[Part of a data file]
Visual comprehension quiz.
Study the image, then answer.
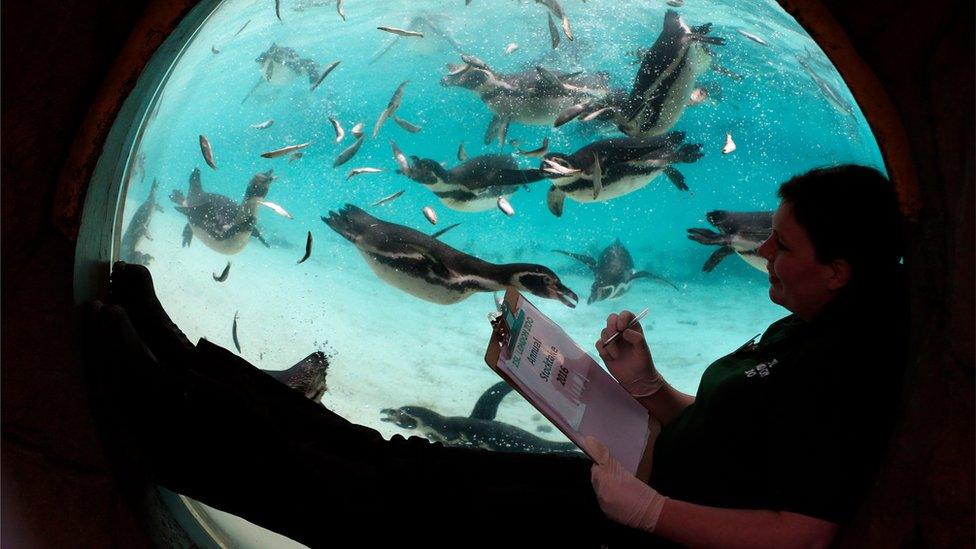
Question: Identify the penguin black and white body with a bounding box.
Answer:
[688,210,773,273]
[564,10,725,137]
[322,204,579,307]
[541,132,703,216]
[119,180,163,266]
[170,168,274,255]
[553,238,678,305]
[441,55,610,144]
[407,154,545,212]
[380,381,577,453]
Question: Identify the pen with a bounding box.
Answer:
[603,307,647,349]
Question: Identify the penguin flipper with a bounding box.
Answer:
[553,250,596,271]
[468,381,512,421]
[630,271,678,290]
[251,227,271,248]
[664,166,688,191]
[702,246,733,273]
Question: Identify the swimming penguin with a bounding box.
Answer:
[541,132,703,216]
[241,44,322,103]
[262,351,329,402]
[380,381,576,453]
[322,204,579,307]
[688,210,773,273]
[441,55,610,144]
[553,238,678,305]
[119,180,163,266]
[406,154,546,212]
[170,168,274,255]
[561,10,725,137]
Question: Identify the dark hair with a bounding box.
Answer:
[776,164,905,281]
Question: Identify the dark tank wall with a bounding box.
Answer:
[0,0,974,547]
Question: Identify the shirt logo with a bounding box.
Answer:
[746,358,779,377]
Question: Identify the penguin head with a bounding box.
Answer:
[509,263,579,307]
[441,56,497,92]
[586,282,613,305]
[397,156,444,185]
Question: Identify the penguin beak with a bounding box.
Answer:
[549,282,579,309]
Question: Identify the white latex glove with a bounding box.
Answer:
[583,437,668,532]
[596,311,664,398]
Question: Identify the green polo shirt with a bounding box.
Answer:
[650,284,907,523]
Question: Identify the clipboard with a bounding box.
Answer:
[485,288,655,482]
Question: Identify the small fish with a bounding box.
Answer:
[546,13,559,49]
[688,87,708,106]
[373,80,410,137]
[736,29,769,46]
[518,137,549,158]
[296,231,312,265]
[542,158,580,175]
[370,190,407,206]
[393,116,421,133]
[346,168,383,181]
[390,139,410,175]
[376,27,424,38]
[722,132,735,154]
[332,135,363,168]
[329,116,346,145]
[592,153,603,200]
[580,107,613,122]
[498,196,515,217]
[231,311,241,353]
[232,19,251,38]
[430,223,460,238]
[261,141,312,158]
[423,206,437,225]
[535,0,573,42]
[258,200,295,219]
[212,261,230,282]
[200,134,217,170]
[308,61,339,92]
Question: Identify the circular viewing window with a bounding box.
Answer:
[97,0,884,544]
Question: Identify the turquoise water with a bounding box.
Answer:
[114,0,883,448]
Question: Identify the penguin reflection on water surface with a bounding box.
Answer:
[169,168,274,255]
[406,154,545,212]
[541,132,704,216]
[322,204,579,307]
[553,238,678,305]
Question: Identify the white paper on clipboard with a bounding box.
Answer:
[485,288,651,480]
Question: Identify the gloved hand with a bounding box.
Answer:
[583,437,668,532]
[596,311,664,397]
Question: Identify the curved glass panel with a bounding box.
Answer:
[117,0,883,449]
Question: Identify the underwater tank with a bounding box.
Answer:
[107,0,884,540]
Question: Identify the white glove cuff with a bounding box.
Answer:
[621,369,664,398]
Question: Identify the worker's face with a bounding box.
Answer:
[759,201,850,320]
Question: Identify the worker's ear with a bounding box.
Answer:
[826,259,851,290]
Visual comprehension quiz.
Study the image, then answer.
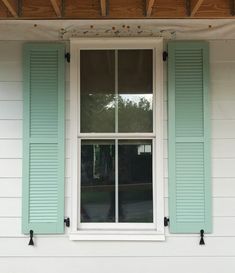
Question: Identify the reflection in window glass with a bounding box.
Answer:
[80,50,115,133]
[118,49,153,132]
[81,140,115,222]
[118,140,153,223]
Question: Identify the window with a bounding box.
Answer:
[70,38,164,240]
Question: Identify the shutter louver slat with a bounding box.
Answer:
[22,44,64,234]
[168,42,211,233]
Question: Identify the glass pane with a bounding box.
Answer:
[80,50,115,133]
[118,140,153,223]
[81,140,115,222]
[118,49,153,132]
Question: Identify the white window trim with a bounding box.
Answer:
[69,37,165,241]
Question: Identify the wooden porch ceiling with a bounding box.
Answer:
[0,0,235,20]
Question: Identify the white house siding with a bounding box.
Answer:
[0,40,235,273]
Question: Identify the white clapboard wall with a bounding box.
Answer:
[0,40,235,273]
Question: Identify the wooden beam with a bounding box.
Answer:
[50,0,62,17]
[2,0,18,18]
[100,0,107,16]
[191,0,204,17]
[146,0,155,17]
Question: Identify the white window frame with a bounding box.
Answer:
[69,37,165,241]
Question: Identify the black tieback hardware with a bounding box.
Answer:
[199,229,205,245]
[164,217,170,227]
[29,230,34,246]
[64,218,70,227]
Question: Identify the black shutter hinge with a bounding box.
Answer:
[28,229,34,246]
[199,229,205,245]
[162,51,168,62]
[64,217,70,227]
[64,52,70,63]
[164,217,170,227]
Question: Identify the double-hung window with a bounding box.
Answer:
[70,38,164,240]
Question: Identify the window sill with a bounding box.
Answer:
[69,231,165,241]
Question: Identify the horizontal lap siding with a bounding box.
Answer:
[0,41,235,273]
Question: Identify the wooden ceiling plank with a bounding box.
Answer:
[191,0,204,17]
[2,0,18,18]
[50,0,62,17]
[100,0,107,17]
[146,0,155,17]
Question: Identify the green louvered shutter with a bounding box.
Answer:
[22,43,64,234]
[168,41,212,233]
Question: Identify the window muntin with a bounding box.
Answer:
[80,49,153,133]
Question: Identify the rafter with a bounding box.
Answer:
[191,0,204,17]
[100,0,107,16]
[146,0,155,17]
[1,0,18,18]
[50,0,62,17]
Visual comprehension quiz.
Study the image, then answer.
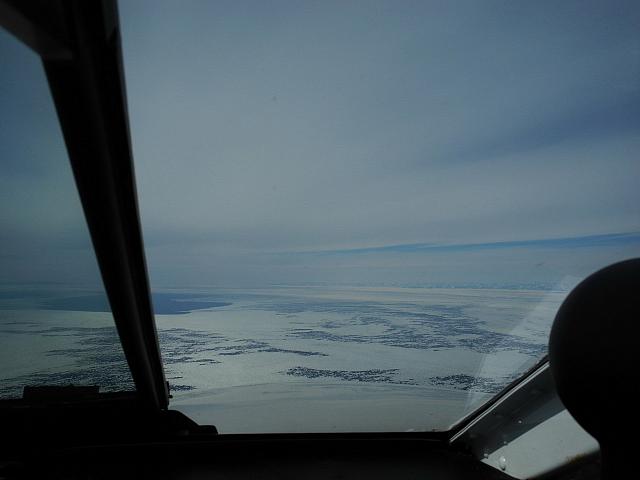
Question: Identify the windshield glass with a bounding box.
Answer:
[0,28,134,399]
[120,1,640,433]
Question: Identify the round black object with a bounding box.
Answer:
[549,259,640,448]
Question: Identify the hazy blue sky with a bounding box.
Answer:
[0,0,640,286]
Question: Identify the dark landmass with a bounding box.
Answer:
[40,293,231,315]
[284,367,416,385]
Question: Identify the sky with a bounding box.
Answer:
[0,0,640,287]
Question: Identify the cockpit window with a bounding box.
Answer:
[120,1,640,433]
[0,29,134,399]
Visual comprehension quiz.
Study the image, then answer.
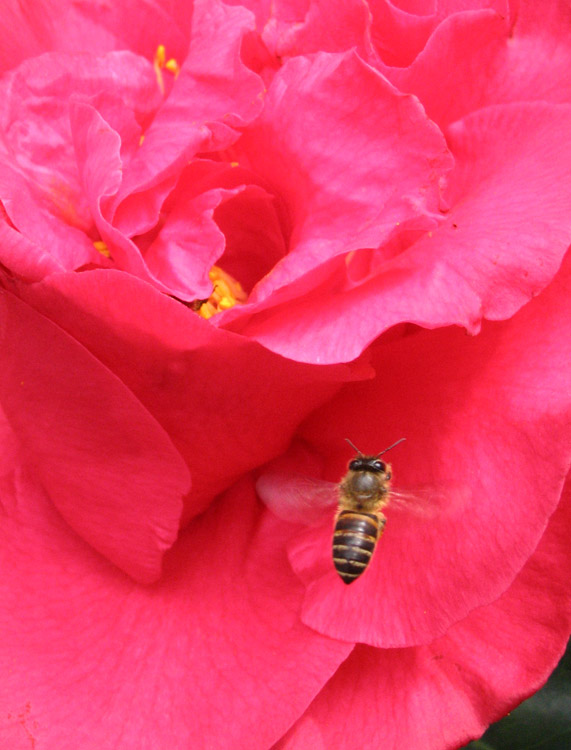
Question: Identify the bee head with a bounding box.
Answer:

- [YOUR TASK]: Format every line of the entries above as a JSON list of strings, with one string per line and blank lines skipped. Omit the pictures from your answer.

- [WRITTEN SOLUTION]:
[
  "Visual comprehension quiz.",
  "Study the image, then answer.",
  "Question: Identify the penguin black and white body with a bounding box.",
  "Answer:",
  "[688,210,773,273]",
  "[564,10,725,137]",
  "[322,204,579,307]",
  "[541,132,703,216]",
  "[119,180,163,266]",
  "[170,168,274,255]",
  "[553,238,678,305]",
  "[441,55,610,144]",
  "[407,154,545,212]",
  "[380,381,577,453]",
  "Question: Identify the pen with a bounding box.",
  "Answer:",
  "[603,307,647,349]",
  "Question: Identify the penguin flipper with a bounding box.",
  "Answer:",
  "[553,250,596,271]",
  "[468,381,512,421]",
  "[630,271,678,290]",
  "[251,227,271,248]",
  "[664,166,688,191]",
  "[702,246,733,273]",
  "Question: Identify the swimming penguin with a bounding box.",
  "Answer:",
  "[541,132,703,216]",
  "[241,44,322,103]",
  "[262,351,329,402]",
  "[380,381,576,453]",
  "[322,204,579,307]",
  "[688,210,773,273]",
  "[441,55,610,144]",
  "[553,238,678,305]",
  "[119,180,163,266]",
  "[406,154,546,212]",
  "[170,168,274,255]",
  "[561,10,725,137]",
  "Question: Identify the dark hair with a bounding box.",
  "Answer:",
  "[776,164,905,281]",
  "Question: Identify the dark tank wall with a bounding box.",
  "Answer:",
  "[0,0,974,547]",
  "Question: Identify the shirt logo with a bounding box.",
  "Answer:",
  "[746,358,779,377]",
  "Question: Identify the penguin head with a bounding box.",
  "Answer:",
  "[509,263,579,307]",
  "[441,56,497,92]",
  "[586,282,613,305]",
  "[397,156,444,185]",
  "Question: Identify the penguin beak with a bounding box.",
  "Answer:",
  "[549,282,579,309]",
  "Question: Identify the white latex glove with a bounding box.",
  "Answer:",
  "[583,437,668,532]",
  "[596,311,664,398]",
  "Question: Identify the green polo shirt with a bounding box.",
  "Answer:",
  "[650,284,907,523]",
  "Question: Identify the clipboard with a bounding box.",
  "Answer:",
  "[485,288,655,482]",
  "Question: Identify the small fish with a bounding box.",
  "Answer:",
  "[546,13,559,49]",
  "[688,87,708,106]",
  "[373,80,410,137]",
  "[736,29,769,46]",
  "[518,137,549,158]",
  "[296,231,312,265]",
  "[542,158,580,175]",
  "[370,190,407,206]",
  "[393,116,421,133]",
  "[346,168,383,181]",
  "[390,139,410,175]",
  "[376,27,424,38]",
  "[722,132,735,154]",
  "[332,135,363,168]",
  "[329,116,346,145]",
  "[592,153,603,200]",
  "[580,107,613,122]",
  "[498,196,515,217]",
  "[231,311,241,353]",
  "[232,19,251,38]",
  "[430,223,460,238]",
  "[261,141,312,158]",
  "[423,206,437,225]",
  "[535,0,573,42]",
  "[258,200,295,219]",
  "[212,261,230,282]",
  "[200,134,217,170]",
  "[308,61,339,92]",
  "Question: Identify the circular viewing window with a bounding box.",
  "Answer:",
  "[97,0,884,544]",
  "Question: Identify the turquoise water with a bounding box.",
  "Answer:",
  "[114,0,883,448]",
  "Question: Identify the penguin reflection on water surface with a bounding box.",
  "Answer:",
  "[169,168,274,255]",
  "[406,154,545,212]",
  "[541,132,704,216]",
  "[322,204,579,307]",
  "[553,238,678,305]",
  "Question: Identify the white paper on clipboard with a bounding box.",
  "Answer:",
  "[485,288,651,480]",
  "Question: Identify the gloved hand with a bounding box.",
  "Answer:",
  "[583,437,668,532]",
  "[596,311,664,397]",
  "Question: Identify the curved glass panel with a bounding box.",
  "Answer:",
  "[117,0,883,449]",
  "Question: Identify the underwater tank with a bounding box.",
  "Answer:",
  "[107,0,884,540]",
  "Question: Identify the white glove cuff with a bounding box.",
  "Answer:",
  "[621,369,664,398]",
  "Question: Identify the worker's face with a bounding box.",
  "Answer:",
  "[759,201,850,320]",
  "Question: Identify the worker's ear with a bounding box.",
  "Answer:",
  "[826,259,851,290]",
  "Visual comprehension quiz.",
  "Study the image, then answer.",
  "Question: Identify the reflection in window glass with a bounding box.",
  "Answer:",
  "[80,50,115,133]",
  "[118,49,153,132]",
  "[81,140,115,222]",
  "[118,140,153,223]",
  "Question: Identify the window with a bounding box.",
  "Answer:",
  "[70,38,164,240]",
  "Question: Identify the shutter louver slat with a bounding box.",
  "Answer:",
  "[22,44,64,234]",
  "[168,42,211,233]",
  "Question: Identify the glass pane with a bounding box.",
  "Answer:",
  "[80,50,115,133]",
  "[118,140,153,223]",
  "[81,140,115,222]",
  "[118,49,153,132]",
  "Question: Identify the white window trim with a bounding box.",
  "Answer:",
  "[69,37,165,241]",
  "Question: Identify the wooden porch ceiling with a bounding box.",
  "Answer:",
  "[0,0,235,20]",
  "Question: Identify the white house siding with a bounding box.",
  "Answer:",
  "[0,40,235,273]",
  "Question: Identify the white clapboard wall with a bounding box.",
  "Answer:",
  "[0,40,235,273]",
  "Question: Identify the wooden beam with a bounding box.",
  "Answer:",
  "[50,0,62,17]",
  "[2,0,18,18]",
  "[100,0,107,16]",
  "[191,0,204,17]",
  "[146,0,155,17]",
  "Question: Identify the white window frame with a bounding box.",
  "Answer:",
  "[69,37,165,241]",
  "Question: Identify the black tieback hardware with a bounding box.",
  "Answer:",
  "[199,229,205,245]",
  "[164,217,170,227]",
  "[29,230,34,246]",
  "[64,218,70,227]",
  "Question: Identify the black shutter hinge with a bounding box.",
  "Answer:",
  "[28,229,34,246]",
  "[199,229,205,245]",
  "[162,51,168,62]",
  "[64,217,70,227]",
  "[64,52,70,63]",
  "[164,217,170,227]",
  "Question: Identify the double-hung window with a bounding box.",
  "Answer:",
  "[70,38,164,240]",
  "Question: Identify the window sill with a bounding box.",
  "Answer:",
  "[69,231,165,241]",
  "Question: Identify the horizontal lap siding with a bounding box.",
  "Answer:",
  "[0,41,235,273]",
  "Question: Identify the wooden ceiling plank with a bounding box.",
  "Answer:",
  "[191,0,204,17]",
  "[2,0,18,18]",
  "[50,0,62,17]",
  "[100,0,107,17]",
  "[146,0,155,17]",
  "Question: Identify the green louvered shutter with a bounding box.",
  "Answer:",
  "[22,43,64,234]",
  "[168,41,212,233]",
  "Question: Identify the window muntin with a bounding box.",
  "Answer:",
  "[80,49,153,133]",
  "Question: Identify the rafter with a bounding box.",
  "Answer:",
  "[191,0,204,17]",
  "[100,0,107,16]",
  "[146,0,155,17]",
  "[1,0,18,18]",
  "[50,0,62,17]",
  "Visual comprehension quiz.",
  "Study the image, then answer.",
  "Question: Identify the windshield glass with a bounding box.",
  "Answer:",
  "[0,28,134,399]",
  "[120,1,640,433]",
  "Question: Identify the round black object with a bounding box.",
  "Answer:",
  "[549,259,640,448]",
  "Question: Identify the hazy blue sky with a bounding box.",
  "Answer:",
  "[0,0,640,286]",
  "Question: Identify the dark landmass with a bounding box.",
  "Answer:",
  "[40,293,231,315]",
  "[284,367,416,385]",
  "Question: Identify the sky with a bounding box.",
  "Answer:",
  "[0,0,640,287]",
  "Question: Identify the cockpit window with a bounding box.",
  "Answer:",
  "[120,1,640,433]",
  "[0,29,134,399]",
  "Visual comprehension quiz.",
  "Study the image, then answer.",
  "Question: Identify the bee head with a bounding box.",
  "Answer:"
]